§ What is being asked: Reproduce each row below in full, requests included. Scale every x and y coordinate in the answers by 1.65 and round to whole numbers, with halves rounded up, while leaving the numbers in the requests and their format samples unchanged.

§ Extracted information:

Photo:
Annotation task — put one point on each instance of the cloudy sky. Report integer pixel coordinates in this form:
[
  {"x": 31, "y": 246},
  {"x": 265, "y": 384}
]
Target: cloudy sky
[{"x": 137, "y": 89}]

§ Task result:
Photo:
Annotation task — put one point on each instance of the cloudy sky. Report integer pixel coordinates in this form:
[
  {"x": 31, "y": 246},
  {"x": 265, "y": 384}
]
Target: cloudy sky
[{"x": 226, "y": 147}]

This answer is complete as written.